→ **Selected passage**
Wednesday, January 21, 2009

Data Structures: Try to Trie

(Over the past six months, I've conducted over twenty in-house interviews at Amazon. What follows is the answer to one of the questions I've commonly asked, which is now retired from my list. This makes it imminently boring to non-technical types.)

Lead-in:Can you tell me the best way to store a dictionary?

The candidate usually identifies why we want to store the dictionary correctly - to look up words later - and invariably they come to the same conclusion as previous candidates before them: a hashtable.

At this point, I we talk about the benefits of hashtables - the average lookup time is great. The worst lookup time is horrible, as are the space requirements, which makes a good solution only for certain cases. More conversation is had about different architectures (server, desktop, small machine, mobile, etc) and their differing requirements.

Then I drop a twist on them: the dictionary data structure must fit in less memory than the space the dictionary file uses on disk. After a few minutes of staring at me, the candidate's jaw usually begins to slacken.

At this point, we talk about tries, a data structure that is designed to store information about sets of things (sets of letter in the case of words), especially their existence or non-existence. Essentially, it's a tree of nodes, with each node having a map that connects a letter with a child node. In any given node, you can mark it as an 'end of word' (or 'end of word' in the dictionary case) - any search that ends on a marked node should return 'true' for the existence of that word.

A trie has properties allow you to take advantage of the fact that most words start with a common prefix (think 'presume', 'pressure', 'present', 'presidential' - they all start with 'pres'.) All of the words with common prefixes get compressed down into one path on the tree, which means you can fit a lot of words in relatively little space.

Follow-up: OK, so we know what a trie is - can you code one on the whiteboard?

I've had varying degrees of success with this question - most people can't code on a whiteboard and it shows when they try. That's a topic for another time- right now, let's concentrate on implementing the trie in Java.

→ **Requirement 1**
According to the post on tries, why can a trie hold many words in relatively little space? Answer in one to three sentences.
→ **Requirement 2**
Continue the post on tries from its last sentence.
None of the material below is needed.

→ **Data entries**
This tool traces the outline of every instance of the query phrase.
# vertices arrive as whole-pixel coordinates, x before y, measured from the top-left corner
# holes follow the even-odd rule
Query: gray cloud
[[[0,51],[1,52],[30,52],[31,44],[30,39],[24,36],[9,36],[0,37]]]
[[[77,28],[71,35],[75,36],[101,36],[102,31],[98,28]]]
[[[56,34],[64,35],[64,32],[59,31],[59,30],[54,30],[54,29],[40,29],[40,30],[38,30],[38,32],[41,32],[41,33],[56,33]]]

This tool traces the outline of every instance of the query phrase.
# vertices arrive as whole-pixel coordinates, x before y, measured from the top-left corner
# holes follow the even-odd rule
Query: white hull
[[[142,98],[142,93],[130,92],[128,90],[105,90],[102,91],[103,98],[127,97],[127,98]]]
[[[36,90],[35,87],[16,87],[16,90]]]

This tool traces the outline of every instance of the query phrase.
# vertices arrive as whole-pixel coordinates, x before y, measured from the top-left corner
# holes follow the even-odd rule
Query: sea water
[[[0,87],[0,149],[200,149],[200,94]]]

→ **Final answer 1**
Most words share a common prefix with other words, such as "presume," "pressure," "present," and "presidential," which all start with "pres." A trie stores all the words with a common prefix along one path in the tree, so many words fit in relatively little space.

→ **Final answer 2**
Start with the basics - a Trie must be able to do two things - insert a new word and look up the existence of a word. Let's prototype those methods:


public class Trie {
public void insert(String data) {
}
public boolean contains(String data) {
return false;
}
}


So far so, good. Some candidates choose to make Trie and Node a separate class - that's a matter of style the I don't distinguish as different. I choose to implement it in one class because it is easier overall.

Let's take part of the description and make it real: "a trie has a map of characters to child nodes" and "has an 'end of word' marker"


public class Trie {

private Map paths=new HashMap();
private boolean isWord=false;

public void insert(String data) {
}
public boolean contains(String data) {
return false;
}
}


Here, I usually dock the candidate if they don't use byte, don't use a boolean for the marker, and especially if they don't know how to build a map in Java. Generics are optional, but the bonus on this problem requires it and most candidates forget the cast from Object to Trie when they look up nodes later.

Next, we have to implement the insert method. This is essentially picking off the first byte, looking up to see if there is a path present, creting one if not, and repeating until we hit the end of the string. Once we're at the end, we set the marker to true.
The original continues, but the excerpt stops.